• **WHAT THE EXERCISE ASKS**
Write out the entries exactly, leaving out every picture.

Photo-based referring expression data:
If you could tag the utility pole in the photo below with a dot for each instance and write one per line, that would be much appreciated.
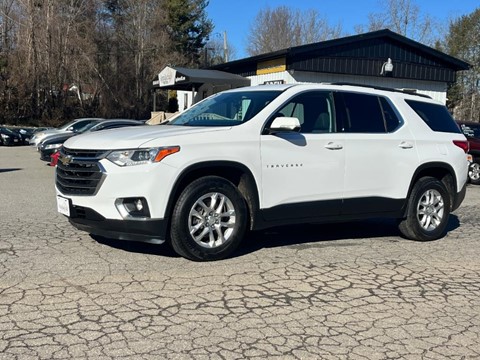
(225, 49)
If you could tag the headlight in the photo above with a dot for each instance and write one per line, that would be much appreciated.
(141, 156)
(52, 146)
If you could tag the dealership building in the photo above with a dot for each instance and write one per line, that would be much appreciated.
(379, 58)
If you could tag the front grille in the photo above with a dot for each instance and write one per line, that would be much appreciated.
(79, 172)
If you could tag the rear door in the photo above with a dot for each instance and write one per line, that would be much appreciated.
(302, 173)
(380, 154)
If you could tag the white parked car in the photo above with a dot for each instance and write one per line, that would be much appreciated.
(257, 157)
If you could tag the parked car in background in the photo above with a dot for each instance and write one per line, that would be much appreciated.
(25, 134)
(471, 130)
(71, 127)
(51, 144)
(9, 137)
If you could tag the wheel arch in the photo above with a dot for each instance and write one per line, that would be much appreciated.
(441, 171)
(237, 173)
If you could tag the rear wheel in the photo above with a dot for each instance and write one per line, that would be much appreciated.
(428, 211)
(209, 220)
(474, 172)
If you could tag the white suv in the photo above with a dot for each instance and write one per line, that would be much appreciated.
(263, 156)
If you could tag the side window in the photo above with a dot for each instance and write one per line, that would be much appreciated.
(392, 121)
(363, 114)
(313, 109)
(436, 116)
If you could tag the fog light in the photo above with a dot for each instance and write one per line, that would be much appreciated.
(133, 208)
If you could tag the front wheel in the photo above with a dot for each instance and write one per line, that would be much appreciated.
(428, 211)
(209, 220)
(474, 172)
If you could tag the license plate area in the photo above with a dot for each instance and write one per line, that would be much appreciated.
(63, 206)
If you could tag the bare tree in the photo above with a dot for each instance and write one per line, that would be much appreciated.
(403, 17)
(284, 27)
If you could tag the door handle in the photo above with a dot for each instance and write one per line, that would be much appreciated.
(333, 146)
(406, 145)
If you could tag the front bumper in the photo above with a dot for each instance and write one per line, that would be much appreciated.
(150, 231)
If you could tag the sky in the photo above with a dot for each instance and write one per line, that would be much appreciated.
(236, 17)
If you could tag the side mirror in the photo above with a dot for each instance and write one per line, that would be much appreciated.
(284, 124)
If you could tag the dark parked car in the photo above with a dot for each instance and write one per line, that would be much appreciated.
(70, 127)
(52, 144)
(472, 132)
(25, 134)
(9, 137)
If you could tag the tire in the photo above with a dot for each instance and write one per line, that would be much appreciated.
(428, 211)
(198, 230)
(474, 172)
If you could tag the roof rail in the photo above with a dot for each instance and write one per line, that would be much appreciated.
(404, 91)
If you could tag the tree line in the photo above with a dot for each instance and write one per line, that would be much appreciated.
(62, 59)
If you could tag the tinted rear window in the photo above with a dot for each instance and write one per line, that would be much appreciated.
(435, 116)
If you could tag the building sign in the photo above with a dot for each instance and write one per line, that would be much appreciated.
(274, 82)
(271, 66)
(167, 76)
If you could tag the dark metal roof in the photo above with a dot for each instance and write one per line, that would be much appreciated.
(361, 54)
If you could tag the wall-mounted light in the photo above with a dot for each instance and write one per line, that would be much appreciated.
(387, 67)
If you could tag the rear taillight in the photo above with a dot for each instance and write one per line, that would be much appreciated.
(463, 144)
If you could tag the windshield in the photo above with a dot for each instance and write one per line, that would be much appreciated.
(226, 109)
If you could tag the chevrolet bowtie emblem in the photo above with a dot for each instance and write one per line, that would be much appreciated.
(67, 159)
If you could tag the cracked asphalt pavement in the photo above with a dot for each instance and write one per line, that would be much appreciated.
(341, 291)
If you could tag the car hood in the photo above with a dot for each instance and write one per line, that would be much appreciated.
(58, 138)
(135, 137)
(50, 132)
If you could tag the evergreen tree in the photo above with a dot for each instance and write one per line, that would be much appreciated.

• **ANSWER TO THE EXERCISE**
If you could tag the utility pole in the photo below with a dot for each instance and write one per line, that would be much appreciated.
(225, 49)
If you could tag the headlight in the photo above with a dot for each instance and write one per line, that would be much appreciated.
(141, 156)
(52, 146)
If you could tag the dealership building in the photo above with a dot for each instance and write one per line, that would be much appreciated.
(379, 58)
If you could tag the front grille in the photo above with a dot for each instance and write one per line, that would be much appreciated.
(79, 172)
If you could tag the rear door in the photo above with a dot for each instance and write one per line, that would be much appreciated.
(302, 173)
(380, 154)
If you could tag the white parked car in the photo above with a dot for each instance and write one per line, that would be much appreciated.
(257, 157)
If you could tag the parked car in background in the photo above with a dot for each instance and write one per line, that would be much appreciated.
(25, 134)
(471, 130)
(71, 127)
(51, 144)
(9, 137)
If you could tag the wheel arch in the photo above with a dot for each instance and write one per line, that would be much appreciated.
(441, 171)
(237, 173)
If you could tag the rear wheel in the photo above with a dot for each instance and write one per line, that would be much appreciated.
(428, 211)
(209, 220)
(474, 172)
If you could tag the white suv in the photo above with a dot for each instance and write one per line, that would be much appreciated.
(263, 156)
If you could tag the side window in the photo above with a dot for each instance and write one per line, that would be much appreciated.
(392, 121)
(363, 114)
(313, 109)
(436, 116)
If you could tag the fog light in the photo above with a dot for each instance and write one per line, that would be much appreciated.
(133, 208)
If you could tag the front wheel in the photo above with a dot for each instance and write one per line, that would be much appreciated.
(428, 211)
(209, 220)
(474, 172)
If you could tag the license plate area in the photo above with a dot for each instance and write one per line, that would be much appreciated.
(63, 206)
If you could tag the bare tree in the photo above with a dot for each instance and write one per line, that would be much appreciated.
(403, 17)
(284, 27)
If you could tag the door handle in the photo above with a dot for each instance and write one per line, that would be much appreciated.
(333, 146)
(406, 145)
If you could tag the front bumper in the photo above with a dot for each instance and write one per line, that would be much appreciated.
(150, 231)
If you could tag the sky in the photo above with a dot for each instance and write one per line, that would be much appreciated.
(236, 17)
If you could tag the side mirror in the photo above with a dot for each instance and write one per line, that would be much appreciated.
(284, 124)
If you could tag the dark parked car in the photo above with a dot for each instance and write one per line, that would be much appreciated.
(70, 127)
(52, 144)
(472, 132)
(25, 134)
(9, 137)
If you could tag the tire in the photo above with a dot for each instance and write one per line, that would be much appreciated.
(428, 211)
(198, 230)
(474, 172)
If you could tag the roof rail in the photo above with a dot for each instance and write one per line, that would be much appreciated.
(404, 91)
If you could tag the tree line in the photo above with a dot for each instance and write one per line, that would be much appreciated.
(62, 59)
If you could tag the tinted rear window in the photo above with a dot for each instance and write one per line, that would be much appreciated.
(435, 116)
If you could tag the building sign in the photo above with a dot for each instance and write one per line, that would be much appreciated.
(274, 82)
(271, 66)
(167, 76)
If you could tag the dark metal roof in the photo above with a dot for each instance and write one per line, that would be much appreciated.
(361, 54)
If you could tag the wall-mounted light in the photo above with a dot for each instance and write one per line, that would be much appreciated.
(387, 67)
If you could tag the rear taillight in the photo above with a dot for each instance and write one per line, that would be much appreciated.
(463, 144)
If you could tag the windshield in the photo above with a dot for each instance and write one per line, that would be much appreciated.
(226, 109)
If you could tag the chevrolet bowtie emblem in the photo above with a dot for each instance and write one per line, that would be much appreciated.
(67, 159)
If you could tag the cracked asphalt pavement in the photo above with a dot for each instance and write one per line, that would be much appreciated.
(341, 291)
If you could tag the car hood in the photo above with a dot for each instance and write one per line, that would be much appreciated.
(58, 138)
(135, 137)
(50, 132)
If you could tag the evergreen tree in the photo above with a dot for each instance and write one per line, that would be much appreciated.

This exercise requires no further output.